===== THE DATA

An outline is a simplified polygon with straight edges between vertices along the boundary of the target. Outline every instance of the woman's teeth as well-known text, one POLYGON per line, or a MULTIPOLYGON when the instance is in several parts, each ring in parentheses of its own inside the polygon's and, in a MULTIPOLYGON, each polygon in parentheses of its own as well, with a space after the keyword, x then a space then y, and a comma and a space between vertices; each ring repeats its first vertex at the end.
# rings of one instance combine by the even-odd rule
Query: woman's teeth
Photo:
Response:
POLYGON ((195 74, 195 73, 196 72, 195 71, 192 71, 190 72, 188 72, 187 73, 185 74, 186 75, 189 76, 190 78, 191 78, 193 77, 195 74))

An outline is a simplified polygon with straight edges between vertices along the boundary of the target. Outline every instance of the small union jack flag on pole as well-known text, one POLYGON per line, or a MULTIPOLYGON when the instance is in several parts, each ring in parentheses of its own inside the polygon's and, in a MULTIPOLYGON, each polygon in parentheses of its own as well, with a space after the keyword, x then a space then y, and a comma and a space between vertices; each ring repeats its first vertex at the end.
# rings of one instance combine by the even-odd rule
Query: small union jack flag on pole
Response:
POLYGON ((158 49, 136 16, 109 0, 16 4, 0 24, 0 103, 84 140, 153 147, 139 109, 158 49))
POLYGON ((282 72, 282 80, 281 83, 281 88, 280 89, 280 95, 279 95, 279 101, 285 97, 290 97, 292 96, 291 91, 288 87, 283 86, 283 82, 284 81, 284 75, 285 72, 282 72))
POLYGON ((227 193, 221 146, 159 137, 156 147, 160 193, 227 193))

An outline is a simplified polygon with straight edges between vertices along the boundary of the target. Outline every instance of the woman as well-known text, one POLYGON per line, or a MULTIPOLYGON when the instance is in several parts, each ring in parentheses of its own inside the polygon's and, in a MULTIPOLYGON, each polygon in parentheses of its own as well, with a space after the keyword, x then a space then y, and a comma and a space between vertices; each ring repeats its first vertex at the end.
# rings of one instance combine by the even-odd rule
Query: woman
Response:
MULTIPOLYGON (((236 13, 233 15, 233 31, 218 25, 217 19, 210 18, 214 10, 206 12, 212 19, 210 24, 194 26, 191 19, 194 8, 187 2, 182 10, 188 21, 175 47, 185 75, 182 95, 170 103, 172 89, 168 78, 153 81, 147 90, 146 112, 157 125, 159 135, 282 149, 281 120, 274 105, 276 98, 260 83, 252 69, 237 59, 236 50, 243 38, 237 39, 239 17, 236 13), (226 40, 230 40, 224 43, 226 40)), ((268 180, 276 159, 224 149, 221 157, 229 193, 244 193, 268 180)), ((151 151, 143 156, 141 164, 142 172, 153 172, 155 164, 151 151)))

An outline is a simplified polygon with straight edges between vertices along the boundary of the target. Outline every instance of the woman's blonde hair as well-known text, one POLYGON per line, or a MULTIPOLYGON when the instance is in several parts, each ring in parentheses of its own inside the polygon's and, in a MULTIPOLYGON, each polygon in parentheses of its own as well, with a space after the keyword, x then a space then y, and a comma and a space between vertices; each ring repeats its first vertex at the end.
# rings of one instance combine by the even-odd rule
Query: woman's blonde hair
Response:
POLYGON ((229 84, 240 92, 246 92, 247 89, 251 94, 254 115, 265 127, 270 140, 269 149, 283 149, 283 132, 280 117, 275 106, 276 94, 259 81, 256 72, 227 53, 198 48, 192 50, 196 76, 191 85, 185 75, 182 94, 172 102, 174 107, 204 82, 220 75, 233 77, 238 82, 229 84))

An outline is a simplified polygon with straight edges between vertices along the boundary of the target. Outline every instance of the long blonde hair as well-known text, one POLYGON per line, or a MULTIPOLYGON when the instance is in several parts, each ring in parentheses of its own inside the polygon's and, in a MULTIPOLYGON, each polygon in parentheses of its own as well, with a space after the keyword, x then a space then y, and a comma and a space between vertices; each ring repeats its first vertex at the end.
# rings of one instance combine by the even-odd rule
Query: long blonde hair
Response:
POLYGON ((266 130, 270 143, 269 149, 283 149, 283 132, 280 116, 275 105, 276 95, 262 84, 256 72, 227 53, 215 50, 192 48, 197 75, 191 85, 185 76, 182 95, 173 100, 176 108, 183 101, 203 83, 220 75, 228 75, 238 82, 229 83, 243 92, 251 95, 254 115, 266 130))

==========

**WRITTEN INSTRUCTION**. Please reproduce the listing above word for word, from its first line through the final outline.

**EXERCISE OUTPUT**.
An outline is a simplified polygon with straight edges between vertices along the boundary of the target. Outline every instance of the woman's teeth as well-known text, one POLYGON per line, or a MULTIPOLYGON when the instance is in several parts, each ring in parentheses of its own inside the polygon's and, in a MULTIPOLYGON, each polygon in parentheses of its own as well, with a space after the keyword, x then a space then y, and a comma and a space between vertices; each ring repeats its first vertex at the end.
# rings of one instance combine by the even-odd rule
Query: woman's teeth
Photo:
Response:
POLYGON ((195 74, 195 73, 196 72, 195 71, 192 71, 190 72, 188 72, 187 73, 185 74, 186 75, 189 76, 190 78, 191 78, 193 77, 195 74))

An outline is a simplified polygon with straight edges between vertices along the boundary of the target. Outline every instance of the small union jack flag on pole as well-known text, one POLYGON per line, or a MULTIPOLYGON when the instance is in several parts, each ring in parentheses of its own inside the polygon's and, in a MULTIPOLYGON, each polygon in parentheses of its own as well, with a space after the keyword, x then a space then y, and a comma and a space between vertices; each ring repeats its first vertex at the end.
# rings of one instance combine by the even-odd rule
Query: small union jack flag on pole
Response:
POLYGON ((158 49, 136 16, 109 0, 16 4, 0 24, 0 103, 84 140, 153 147, 139 109, 158 49))
POLYGON ((282 72, 282 80, 281 83, 281 88, 280 89, 280 95, 279 95, 279 101, 285 97, 290 97, 292 96, 291 91, 288 87, 283 86, 283 82, 284 81, 284 75, 285 72, 282 72))
POLYGON ((227 193, 221 146, 159 137, 156 147, 160 193, 227 193))

An outline is a simplified polygon with straight edges between vertices along the boundary of the target. Outline every instance of the woman as well-known text, one POLYGON per line, or a MULTIPOLYGON when the instance is in several parts, each ring in parentheses of its own inside the polygon's and, in a MULTIPOLYGON, each polygon in parentheses of its own as well, with a space after the keyword, x then a space then y, and a comma and a space between vertices; each ring repeats its first vertex at the end.
# rings of one instance combine by the even-odd rule
Query: woman
Response:
MULTIPOLYGON (((236 13, 233 15, 233 31, 218 25, 217 19, 210 18, 214 10, 206 12, 212 19, 210 24, 194 26, 191 19, 194 8, 187 2, 182 10, 188 21, 175 47, 185 75, 182 95, 170 103, 172 89, 168 78, 153 81, 147 90, 146 112, 157 125, 159 135, 282 149, 281 120, 274 105, 276 98, 260 83, 252 69, 237 59, 236 50, 243 38, 237 39, 239 17, 236 13), (226 40, 230 40, 224 43, 226 40)), ((268 180, 276 159, 224 149, 221 157, 229 193, 244 193, 268 180)), ((151 151, 143 156, 141 164, 142 172, 153 172, 155 164, 151 151)))

An outline is a simplified polygon with straight edges between vertices along the boundary of the target. Outline every instance of the woman's blonde hair as well-known text, one POLYGON per line, or a MULTIPOLYGON when the instance is in several parts, each ring in parentheses of its own inside the polygon's and, in a MULTIPOLYGON, each polygon in parentheses of its own as well, with a space after the keyword, x then a space then y, and a comma and a space between vertices; each ring repeats its first vertex at the end.
# rings of one instance combine by the even-odd rule
Query: woman's blonde hair
Response:
POLYGON ((229 84, 240 92, 246 92, 247 89, 251 94, 254 115, 265 127, 270 140, 269 149, 283 149, 283 132, 280 117, 275 106, 276 94, 259 81, 256 72, 227 53, 198 48, 192 50, 196 76, 191 85, 185 75, 182 94, 172 102, 174 107, 204 82, 220 75, 233 77, 238 82, 229 84))

An outline is a simplified polygon with straight edges between vertices along the boundary of the target. Outline every instance of the long blonde hair as well-known text, one POLYGON per line, or a MULTIPOLYGON when the instance is in several parts, each ring in parentheses of its own inside the polygon's and, in a MULTIPOLYGON, each polygon in parentheses of its own as well, with a space after the keyword, x then a space then y, and a comma and a space between vertices; each ring repeats its first vertex at the end.
# rings of one instance combine by the even-odd rule
Query: long blonde hair
Response:
POLYGON ((266 130, 270 143, 269 149, 283 149, 283 132, 280 116, 275 105, 276 95, 262 84, 256 72, 227 53, 215 50, 192 48, 197 75, 191 85, 185 76, 182 95, 173 100, 176 108, 183 101, 203 83, 220 75, 228 75, 238 82, 229 83, 243 92, 251 95, 254 115, 266 130))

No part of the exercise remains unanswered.